── Text excerpt
In later life, when he left the Boulevard, I think I remember Keith working at Armstrong’s in Beverley and he was one of the first people to commentate on Rugby League on Radio Humberside. He made his mark there as well, as he did that with great aplomb too. I met him several times and he was a lovely bloke who always had a good sense of humour and time for a chat and I have fond memories of him being a great servant for my Club in those difficult times in the early to mid-sixties. Now he joins that ever increasing and star studded FC team in the sky and my thoughts go out to all his family and friends. R.I.P. Keith Barnwell.
Now while we are on days gone by the other day I heard from David Bond the eminent local sports writer, who penned the Hull FC 20 Legends book last year and who is now working with Kirk Yeaman on a biography. His note centred on an iconic character of our past Ned Rogers and two prominent Hull sporting families who have now been reunited more than a century and two generations later.
The opportunity arose when David Bond featured former utility back Ned in his 2015 book and mentioned that he lived with some of his fellow family members called McLocklan when he was growing up in the late 19th century. Ned Rogers, who often played alongside his elder brother Gregor who also played over 100 games for Hull, amazingly remains the top appearances maker in the club’s history on 500 even though his chances were severely restricted by the First World War. He scored 103 tries and kicked 503 goals and including the war years he had the longest career of any Hull FC player making his debut in 1906 and playing his last game in the 1924/25 season. In fact, on the day that Bert Gilbert and Steve Darmody, two major signings from Australia made their debut in 1912, it was local lad Rogers playing at full back that scored all the points in a 9-0 win over York.
────
── Entries shown
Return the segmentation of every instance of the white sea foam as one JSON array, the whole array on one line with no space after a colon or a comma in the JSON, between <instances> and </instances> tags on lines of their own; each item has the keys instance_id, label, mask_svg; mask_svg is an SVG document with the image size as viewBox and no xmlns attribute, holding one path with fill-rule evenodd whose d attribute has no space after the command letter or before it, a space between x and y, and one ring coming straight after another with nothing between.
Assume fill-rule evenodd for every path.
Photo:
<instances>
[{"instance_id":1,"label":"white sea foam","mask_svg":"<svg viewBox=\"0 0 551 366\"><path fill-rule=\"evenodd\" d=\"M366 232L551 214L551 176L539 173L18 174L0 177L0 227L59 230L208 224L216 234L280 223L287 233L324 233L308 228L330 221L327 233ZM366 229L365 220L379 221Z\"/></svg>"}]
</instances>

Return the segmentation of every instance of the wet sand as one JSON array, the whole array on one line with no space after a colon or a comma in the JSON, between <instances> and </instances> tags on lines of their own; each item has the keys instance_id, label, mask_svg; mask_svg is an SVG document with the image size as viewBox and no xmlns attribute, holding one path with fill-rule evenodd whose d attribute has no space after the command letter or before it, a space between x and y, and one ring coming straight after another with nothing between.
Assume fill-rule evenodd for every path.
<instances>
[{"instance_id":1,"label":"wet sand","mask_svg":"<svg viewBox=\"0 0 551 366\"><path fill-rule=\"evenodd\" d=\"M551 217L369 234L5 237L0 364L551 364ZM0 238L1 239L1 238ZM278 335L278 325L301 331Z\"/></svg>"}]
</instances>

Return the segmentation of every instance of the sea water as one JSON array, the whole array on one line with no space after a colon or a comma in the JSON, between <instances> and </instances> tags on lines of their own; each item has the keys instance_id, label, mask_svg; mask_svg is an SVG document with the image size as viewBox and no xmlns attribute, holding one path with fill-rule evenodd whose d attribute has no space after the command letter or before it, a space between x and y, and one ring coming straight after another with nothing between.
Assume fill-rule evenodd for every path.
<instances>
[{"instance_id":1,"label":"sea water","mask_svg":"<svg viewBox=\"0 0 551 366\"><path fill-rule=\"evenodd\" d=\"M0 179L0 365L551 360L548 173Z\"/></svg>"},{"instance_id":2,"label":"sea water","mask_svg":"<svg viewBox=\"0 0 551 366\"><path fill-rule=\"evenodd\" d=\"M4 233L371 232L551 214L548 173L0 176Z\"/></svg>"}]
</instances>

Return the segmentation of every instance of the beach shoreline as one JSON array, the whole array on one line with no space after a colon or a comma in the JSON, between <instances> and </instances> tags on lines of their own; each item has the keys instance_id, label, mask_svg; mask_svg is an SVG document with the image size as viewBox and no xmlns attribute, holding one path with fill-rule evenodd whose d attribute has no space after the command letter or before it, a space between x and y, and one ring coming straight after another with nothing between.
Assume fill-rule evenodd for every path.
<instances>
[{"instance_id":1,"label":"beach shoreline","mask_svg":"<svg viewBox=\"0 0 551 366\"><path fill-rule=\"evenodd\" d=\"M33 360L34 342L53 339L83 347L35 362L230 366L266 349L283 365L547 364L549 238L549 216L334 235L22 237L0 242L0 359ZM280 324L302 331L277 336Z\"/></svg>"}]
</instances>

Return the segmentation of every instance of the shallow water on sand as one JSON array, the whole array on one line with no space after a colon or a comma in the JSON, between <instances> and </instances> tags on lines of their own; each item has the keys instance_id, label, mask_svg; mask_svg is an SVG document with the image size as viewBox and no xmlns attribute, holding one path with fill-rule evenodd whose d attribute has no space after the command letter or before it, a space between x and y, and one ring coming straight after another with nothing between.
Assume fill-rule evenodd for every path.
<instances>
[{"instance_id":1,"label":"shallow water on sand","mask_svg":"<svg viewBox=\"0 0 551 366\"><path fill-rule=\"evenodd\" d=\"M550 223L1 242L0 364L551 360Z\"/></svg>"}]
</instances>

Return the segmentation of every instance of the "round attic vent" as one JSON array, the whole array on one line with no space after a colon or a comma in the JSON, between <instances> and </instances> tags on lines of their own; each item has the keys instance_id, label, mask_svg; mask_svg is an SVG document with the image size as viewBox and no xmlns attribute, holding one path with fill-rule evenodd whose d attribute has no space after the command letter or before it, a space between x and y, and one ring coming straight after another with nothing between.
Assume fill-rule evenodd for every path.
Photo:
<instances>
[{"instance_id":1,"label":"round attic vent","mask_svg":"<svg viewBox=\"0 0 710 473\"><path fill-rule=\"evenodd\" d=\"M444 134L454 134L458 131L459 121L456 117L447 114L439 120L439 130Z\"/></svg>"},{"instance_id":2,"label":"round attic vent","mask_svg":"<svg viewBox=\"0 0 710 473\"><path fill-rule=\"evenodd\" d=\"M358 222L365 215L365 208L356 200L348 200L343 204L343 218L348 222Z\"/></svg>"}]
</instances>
────
## Task instructions
1/ Answer the following from the Hull FC passage:
(a) On which radio station did Keith commentate on Rugby League?
(b) With whom is David Bond now working on a biography?
(c) Which team did Hull beat 9-0 in 1912?
2/ List every person named with both a first name and a surname in the Hull FC passage.
3/ Write out the Hull FC passage from "In later life, when" up to and including "R.I.P. Keith Barnwell.".

## The responses
1/
(a) Radio Humberside
(b) Kirk Yeaman
(c) York

2/ Keith Barnwell, David Bond, Kirk Yeaman, Ned Rogers, Bert Gilbert, Steve Darmody

3/
In later life, when he left the Boulevard, I think I remember Keith working at Armstrong’s in Beverley and he was one of the first people to commentate on Rugby League on Radio Humberside. He made his mark there as well, as he did that with great aplomb too. I met him several times and he was a lovely bloke who always had a good sense of humour and time for a chat and I have fond memories of him being a great servant for my Club in those difficult times in the early to mid-sixties. Now he joins that ever increasing and star studded FC team in the sky and my thoughts go out to all his family and friends. R.I.P. Keith Barnwell.